Problem details: Rewrite only the entries between the line holding "Would you point at the window" and the line holding "point(192, 176)", inclusive, changing "tv screen" to "television screen" and leaving everything else as it is.

════

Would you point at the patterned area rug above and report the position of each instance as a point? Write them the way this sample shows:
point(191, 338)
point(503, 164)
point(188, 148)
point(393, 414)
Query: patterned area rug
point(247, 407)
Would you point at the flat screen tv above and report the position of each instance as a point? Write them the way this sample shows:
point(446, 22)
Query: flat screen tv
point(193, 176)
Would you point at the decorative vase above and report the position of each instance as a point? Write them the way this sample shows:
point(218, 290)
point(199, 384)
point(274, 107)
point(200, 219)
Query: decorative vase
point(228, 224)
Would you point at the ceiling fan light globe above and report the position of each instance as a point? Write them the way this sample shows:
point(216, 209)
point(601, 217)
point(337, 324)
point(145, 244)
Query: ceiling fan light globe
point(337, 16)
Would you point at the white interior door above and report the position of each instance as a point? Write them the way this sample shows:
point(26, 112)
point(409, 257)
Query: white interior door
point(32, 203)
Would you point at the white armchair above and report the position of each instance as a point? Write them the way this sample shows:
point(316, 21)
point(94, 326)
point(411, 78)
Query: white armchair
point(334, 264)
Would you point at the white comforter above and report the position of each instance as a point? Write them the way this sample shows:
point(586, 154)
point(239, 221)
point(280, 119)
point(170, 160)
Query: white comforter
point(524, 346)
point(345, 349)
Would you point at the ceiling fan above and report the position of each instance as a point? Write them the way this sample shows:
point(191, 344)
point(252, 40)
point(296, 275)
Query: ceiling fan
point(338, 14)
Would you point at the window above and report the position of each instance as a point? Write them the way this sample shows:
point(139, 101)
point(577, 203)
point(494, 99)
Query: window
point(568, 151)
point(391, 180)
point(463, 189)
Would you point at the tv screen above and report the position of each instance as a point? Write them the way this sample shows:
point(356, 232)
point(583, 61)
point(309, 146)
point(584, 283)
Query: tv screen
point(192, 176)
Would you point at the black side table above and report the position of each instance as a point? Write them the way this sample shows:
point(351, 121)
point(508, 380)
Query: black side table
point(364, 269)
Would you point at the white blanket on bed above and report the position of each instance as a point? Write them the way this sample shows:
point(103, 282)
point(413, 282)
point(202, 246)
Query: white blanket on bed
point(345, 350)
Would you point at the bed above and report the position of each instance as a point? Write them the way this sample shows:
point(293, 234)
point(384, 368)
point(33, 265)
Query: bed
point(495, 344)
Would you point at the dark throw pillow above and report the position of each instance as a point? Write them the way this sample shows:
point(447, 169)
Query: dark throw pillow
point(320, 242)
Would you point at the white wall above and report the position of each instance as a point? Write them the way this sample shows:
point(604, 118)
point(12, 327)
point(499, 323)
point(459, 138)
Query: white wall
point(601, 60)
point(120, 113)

════

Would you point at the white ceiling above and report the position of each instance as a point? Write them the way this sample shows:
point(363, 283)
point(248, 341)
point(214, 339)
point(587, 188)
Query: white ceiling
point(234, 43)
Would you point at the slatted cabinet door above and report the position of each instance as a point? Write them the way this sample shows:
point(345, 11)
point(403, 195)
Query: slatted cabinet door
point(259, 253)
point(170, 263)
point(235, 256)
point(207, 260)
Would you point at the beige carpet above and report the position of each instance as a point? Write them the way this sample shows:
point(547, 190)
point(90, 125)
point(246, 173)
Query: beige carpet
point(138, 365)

════

Written solution:
Would you point at the window above and report the position of each instance as a point? Write them the way this sample shows:
point(139, 101)
point(577, 203)
point(494, 99)
Query: window
point(568, 151)
point(391, 180)
point(463, 189)
Would you point at the television screen above and report the position of each instance as a point? Write them the way this sample shows:
point(356, 232)
point(583, 61)
point(309, 146)
point(584, 283)
Query: television screen
point(192, 176)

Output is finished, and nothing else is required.